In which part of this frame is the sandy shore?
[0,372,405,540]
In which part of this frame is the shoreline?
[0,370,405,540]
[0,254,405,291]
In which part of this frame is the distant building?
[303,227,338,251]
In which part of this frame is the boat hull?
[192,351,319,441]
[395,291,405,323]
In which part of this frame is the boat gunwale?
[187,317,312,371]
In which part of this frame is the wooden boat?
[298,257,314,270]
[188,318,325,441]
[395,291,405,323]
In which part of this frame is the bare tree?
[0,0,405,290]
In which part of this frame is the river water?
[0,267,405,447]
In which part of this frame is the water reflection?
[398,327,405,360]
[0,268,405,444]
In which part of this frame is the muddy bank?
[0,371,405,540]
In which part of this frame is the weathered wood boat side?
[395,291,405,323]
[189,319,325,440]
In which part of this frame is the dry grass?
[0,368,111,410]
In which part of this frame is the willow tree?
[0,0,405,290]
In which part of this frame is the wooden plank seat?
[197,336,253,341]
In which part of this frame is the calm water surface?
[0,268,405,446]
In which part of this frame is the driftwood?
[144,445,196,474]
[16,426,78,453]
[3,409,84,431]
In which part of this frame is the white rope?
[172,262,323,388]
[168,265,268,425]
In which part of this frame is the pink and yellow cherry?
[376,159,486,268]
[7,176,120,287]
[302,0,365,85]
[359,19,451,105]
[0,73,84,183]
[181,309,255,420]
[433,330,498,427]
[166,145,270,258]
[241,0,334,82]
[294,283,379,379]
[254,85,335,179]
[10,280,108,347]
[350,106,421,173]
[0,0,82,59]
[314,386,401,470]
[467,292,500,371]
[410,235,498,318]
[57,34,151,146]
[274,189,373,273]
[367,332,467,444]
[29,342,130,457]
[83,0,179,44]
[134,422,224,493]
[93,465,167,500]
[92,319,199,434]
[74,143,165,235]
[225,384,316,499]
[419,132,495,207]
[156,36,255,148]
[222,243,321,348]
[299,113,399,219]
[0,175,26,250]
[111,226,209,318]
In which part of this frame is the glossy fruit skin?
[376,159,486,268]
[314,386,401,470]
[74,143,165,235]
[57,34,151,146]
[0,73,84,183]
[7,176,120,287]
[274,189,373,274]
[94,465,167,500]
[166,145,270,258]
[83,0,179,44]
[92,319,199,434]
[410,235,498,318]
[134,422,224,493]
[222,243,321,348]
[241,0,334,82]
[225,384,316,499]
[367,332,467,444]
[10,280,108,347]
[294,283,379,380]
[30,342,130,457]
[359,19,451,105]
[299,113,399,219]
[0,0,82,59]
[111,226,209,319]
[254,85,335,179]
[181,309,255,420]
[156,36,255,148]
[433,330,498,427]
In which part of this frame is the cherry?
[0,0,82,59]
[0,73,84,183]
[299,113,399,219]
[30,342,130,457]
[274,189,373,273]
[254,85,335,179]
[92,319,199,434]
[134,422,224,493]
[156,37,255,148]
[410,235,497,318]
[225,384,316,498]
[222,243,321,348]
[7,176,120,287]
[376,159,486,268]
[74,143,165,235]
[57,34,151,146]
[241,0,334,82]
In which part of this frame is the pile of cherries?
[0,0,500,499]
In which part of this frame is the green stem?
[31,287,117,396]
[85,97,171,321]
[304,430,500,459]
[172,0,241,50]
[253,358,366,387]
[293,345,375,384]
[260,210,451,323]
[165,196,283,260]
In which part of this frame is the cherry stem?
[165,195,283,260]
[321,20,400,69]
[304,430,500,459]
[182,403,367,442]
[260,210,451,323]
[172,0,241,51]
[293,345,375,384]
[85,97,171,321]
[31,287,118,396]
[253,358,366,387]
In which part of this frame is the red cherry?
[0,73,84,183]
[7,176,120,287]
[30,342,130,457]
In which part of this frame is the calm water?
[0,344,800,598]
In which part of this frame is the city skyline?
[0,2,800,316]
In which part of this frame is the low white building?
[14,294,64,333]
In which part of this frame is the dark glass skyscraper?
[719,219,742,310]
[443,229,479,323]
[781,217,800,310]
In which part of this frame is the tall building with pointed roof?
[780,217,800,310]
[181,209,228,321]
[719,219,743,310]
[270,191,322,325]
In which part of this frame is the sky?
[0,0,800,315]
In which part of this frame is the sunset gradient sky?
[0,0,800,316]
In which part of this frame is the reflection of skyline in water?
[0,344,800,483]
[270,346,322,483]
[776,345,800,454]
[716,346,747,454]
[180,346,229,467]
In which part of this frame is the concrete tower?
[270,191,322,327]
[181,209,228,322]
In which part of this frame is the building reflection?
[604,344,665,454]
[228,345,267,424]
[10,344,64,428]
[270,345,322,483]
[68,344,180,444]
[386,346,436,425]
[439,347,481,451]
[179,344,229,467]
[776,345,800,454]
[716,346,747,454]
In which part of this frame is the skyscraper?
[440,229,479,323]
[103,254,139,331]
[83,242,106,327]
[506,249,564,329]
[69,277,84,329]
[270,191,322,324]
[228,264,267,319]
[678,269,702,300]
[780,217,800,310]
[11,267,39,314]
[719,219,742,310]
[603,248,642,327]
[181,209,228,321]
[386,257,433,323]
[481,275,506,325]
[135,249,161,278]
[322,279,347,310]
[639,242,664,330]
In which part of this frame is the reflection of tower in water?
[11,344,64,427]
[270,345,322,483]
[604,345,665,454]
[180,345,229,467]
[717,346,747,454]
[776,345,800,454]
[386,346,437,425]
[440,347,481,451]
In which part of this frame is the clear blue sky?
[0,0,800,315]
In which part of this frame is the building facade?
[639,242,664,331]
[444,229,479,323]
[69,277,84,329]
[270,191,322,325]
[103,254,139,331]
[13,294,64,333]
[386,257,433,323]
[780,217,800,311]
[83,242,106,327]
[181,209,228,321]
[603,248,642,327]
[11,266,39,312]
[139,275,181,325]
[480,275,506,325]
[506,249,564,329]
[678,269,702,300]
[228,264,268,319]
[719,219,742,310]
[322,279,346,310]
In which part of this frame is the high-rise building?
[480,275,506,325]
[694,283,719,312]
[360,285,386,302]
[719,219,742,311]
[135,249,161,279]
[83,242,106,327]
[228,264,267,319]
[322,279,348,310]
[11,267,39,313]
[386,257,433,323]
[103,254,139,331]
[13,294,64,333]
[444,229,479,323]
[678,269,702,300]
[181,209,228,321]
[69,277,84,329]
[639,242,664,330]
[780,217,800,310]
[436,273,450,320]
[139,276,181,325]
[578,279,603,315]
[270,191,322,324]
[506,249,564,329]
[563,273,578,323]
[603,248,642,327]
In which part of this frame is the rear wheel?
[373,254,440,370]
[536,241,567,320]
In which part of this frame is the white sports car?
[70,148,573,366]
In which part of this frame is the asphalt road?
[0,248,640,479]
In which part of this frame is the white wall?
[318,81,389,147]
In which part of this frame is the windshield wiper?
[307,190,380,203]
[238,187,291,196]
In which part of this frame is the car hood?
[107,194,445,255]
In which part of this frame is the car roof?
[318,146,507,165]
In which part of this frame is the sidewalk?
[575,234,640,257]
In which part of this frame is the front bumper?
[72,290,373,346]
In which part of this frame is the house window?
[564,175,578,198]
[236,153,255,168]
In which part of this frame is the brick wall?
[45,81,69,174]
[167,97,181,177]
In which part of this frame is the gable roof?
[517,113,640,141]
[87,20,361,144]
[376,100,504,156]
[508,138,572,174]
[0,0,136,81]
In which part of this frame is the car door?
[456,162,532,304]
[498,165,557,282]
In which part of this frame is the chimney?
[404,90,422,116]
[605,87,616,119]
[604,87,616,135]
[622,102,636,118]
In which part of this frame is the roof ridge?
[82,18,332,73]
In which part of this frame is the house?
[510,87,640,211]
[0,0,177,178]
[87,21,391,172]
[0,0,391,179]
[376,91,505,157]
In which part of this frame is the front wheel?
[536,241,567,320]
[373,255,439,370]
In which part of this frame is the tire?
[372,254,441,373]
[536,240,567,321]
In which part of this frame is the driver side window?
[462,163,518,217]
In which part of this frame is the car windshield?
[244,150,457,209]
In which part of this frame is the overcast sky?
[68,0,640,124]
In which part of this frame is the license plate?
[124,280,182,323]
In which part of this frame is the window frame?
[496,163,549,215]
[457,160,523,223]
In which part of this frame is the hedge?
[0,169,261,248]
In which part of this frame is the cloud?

* _Task details_: Please copy out the stretch of the records from the very beginning through the line that contains "[168,265,268,425]", character for character.

* _Solution for this task_:
In which part of this frame is the sandy shore?
[0,372,405,540]
In which part of this frame is the shoreline?
[0,370,405,540]
[0,254,405,291]
In which part of this frame is the distant building?
[303,227,338,251]
In which part of this frame is the boat hull?
[192,351,319,441]
[395,291,405,323]
In which part of this frame is the boat gunwale?
[187,317,312,371]
In which part of this frame is the wooden boat?
[298,257,314,270]
[188,318,325,441]
[395,291,405,323]
In which part of this frame is the bare tree?
[0,0,405,290]
In which part of this frame is the river water?
[0,267,405,447]
In which part of this frame is the water reflection?
[398,327,405,360]
[0,268,405,444]
In which part of this frame is the muddy bank?
[0,371,405,540]
In which part of this frame is the weathered wood boat side?
[395,291,405,323]
[189,319,325,440]
In which part of this frame is the dry grass?
[0,368,111,410]
In which part of this frame is the willow tree?
[0,0,405,290]
In which part of this frame is the wooden plank seat?
[197,336,253,341]
In which part of this frame is the calm water surface?
[0,268,405,446]
In which part of this frame is the driftwood?
[144,445,196,474]
[16,426,78,453]
[3,409,84,431]
In which part of this frame is the white rope?
[172,262,323,388]
[168,265,268,425]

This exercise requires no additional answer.